**Directions:** Lay out every line of the records below as a numbered list, dropping any blank lines.

**Available data:**
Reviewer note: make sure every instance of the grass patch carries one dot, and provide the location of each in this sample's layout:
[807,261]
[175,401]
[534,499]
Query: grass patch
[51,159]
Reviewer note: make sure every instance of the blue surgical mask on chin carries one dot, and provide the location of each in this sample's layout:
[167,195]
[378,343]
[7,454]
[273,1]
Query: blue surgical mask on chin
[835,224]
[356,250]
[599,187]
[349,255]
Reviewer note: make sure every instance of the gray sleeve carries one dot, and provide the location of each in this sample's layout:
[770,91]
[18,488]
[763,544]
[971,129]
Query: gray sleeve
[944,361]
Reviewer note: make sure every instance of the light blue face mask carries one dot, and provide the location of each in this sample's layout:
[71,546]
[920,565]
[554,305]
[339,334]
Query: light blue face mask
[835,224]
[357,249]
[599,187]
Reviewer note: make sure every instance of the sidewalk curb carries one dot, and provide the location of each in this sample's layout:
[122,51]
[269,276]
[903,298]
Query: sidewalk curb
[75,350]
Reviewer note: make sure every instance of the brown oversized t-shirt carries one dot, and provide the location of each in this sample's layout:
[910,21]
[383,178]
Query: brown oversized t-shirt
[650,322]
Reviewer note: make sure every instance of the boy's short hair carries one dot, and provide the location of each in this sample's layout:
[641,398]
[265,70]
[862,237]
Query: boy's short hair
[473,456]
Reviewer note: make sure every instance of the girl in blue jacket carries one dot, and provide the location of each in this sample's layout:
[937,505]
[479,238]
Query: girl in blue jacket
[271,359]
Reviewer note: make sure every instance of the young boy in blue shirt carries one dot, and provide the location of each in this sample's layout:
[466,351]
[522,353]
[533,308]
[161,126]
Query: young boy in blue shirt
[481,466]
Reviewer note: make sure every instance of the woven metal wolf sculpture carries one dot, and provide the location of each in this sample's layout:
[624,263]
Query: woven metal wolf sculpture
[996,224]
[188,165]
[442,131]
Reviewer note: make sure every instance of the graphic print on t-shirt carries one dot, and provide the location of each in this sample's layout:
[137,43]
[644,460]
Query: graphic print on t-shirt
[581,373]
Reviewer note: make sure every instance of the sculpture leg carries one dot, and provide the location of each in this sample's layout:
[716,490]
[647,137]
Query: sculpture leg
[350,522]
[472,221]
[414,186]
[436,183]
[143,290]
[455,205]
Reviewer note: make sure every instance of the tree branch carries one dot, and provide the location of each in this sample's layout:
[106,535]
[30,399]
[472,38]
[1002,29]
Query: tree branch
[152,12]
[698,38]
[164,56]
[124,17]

**Task result:**
1. Reviewer note: make sure every instance of the grass patch carries one dot, and provide the location of each in this sample's layout:
2. [807,261]
3. [175,401]
4. [534,499]
5. Query: grass patch
6. [51,159]
7. Reviewer note: make sure every instance of the blue surgical mask on chin carries one dot, and provide the location of each in this sample's layout:
8. [167,195]
9. [378,343]
10. [7,454]
11. [273,1]
12. Query: blue surgical mask on chin
13. [835,224]
14. [356,250]
15. [599,187]
16. [349,255]
17. Reviewer note: make sure every instance of the gray sleeve carries one dot, and provide the location of each in this sample's layout:
18. [770,91]
19. [18,488]
20. [763,544]
21. [971,129]
22. Query: gray sleeve
23. [944,361]
24. Reviewer note: make sure every instance of the light blue face mask carries one dot, and provide the location of each in this sample's layout:
25. [71,546]
26. [920,565]
27. [554,305]
28. [339,334]
29. Query: light blue face mask
30. [835,224]
31. [357,249]
32. [599,187]
33. Reviewer note: make sure every instance of the sidewalk curb carries one dot, and provide the location of each in this sample's layout:
34. [122,51]
35. [269,276]
36. [903,298]
37. Query: sidewalk curb
38. [75,350]
39. Reviewer note: make sure every instance of the brown oversized t-shirt carries one dot, and provide the location of each in this sample's layout:
40. [910,21]
41. [383,178]
42. Query: brown oversized t-shirt
43. [650,322]
44. Reviewer note: make sure every instance of the boy's short hair carries one dot, and provide the location of each in this sample's layout:
45. [641,398]
46. [265,70]
47. [862,237]
48. Query: boy's short hair
49. [473,456]
50. Reviewer note: make sure every instance of the girl in blue jacket carries one dot, and provide the location of each in this sample's layout:
51. [937,505]
52. [479,238]
53. Query: girl in blue jacket
54. [271,359]
55. Reviewer note: make sure every instance of the young boy in blue shirt carries one dot, and provide the location of each in this sample's layout:
56. [466,351]
57. [522,353]
58. [533,308]
59. [161,126]
60. Query: young boy in blue shirt
61. [481,466]
62. Reviewer note: make sure every instance of the woven metal wolf sculpture carries one dot, and provide the location of each in this sample's layout:
63. [624,263]
64. Query: woven metal wolf sculpture
65. [996,224]
66. [188,165]
67. [442,131]
68. Reviewer note: make sure every instance of the graphic print on t-shirt carries one dot, and provide the location of each in this sample's layout:
69. [137,43]
70. [644,460]
71. Query: graphic print on t-shirt
72. [581,373]
73. Reviewer note: make sure every instance of the sculpture leg carries one dot, and provide the location of each in this sample's layout:
74. [716,490]
75. [647,137]
76. Query: sculpture leg
77. [350,522]
78. [472,221]
79. [414,186]
80. [436,183]
81. [143,290]
82. [455,205]
83. Reviewer note: make sure every instance of the tree branch carries one dot, and provide the location of each in this sample's layout:
84. [106,535]
85. [30,399]
86. [472,38]
87. [1002,29]
88. Query: tree branch
89. [152,12]
90. [698,38]
91. [164,56]
92. [124,17]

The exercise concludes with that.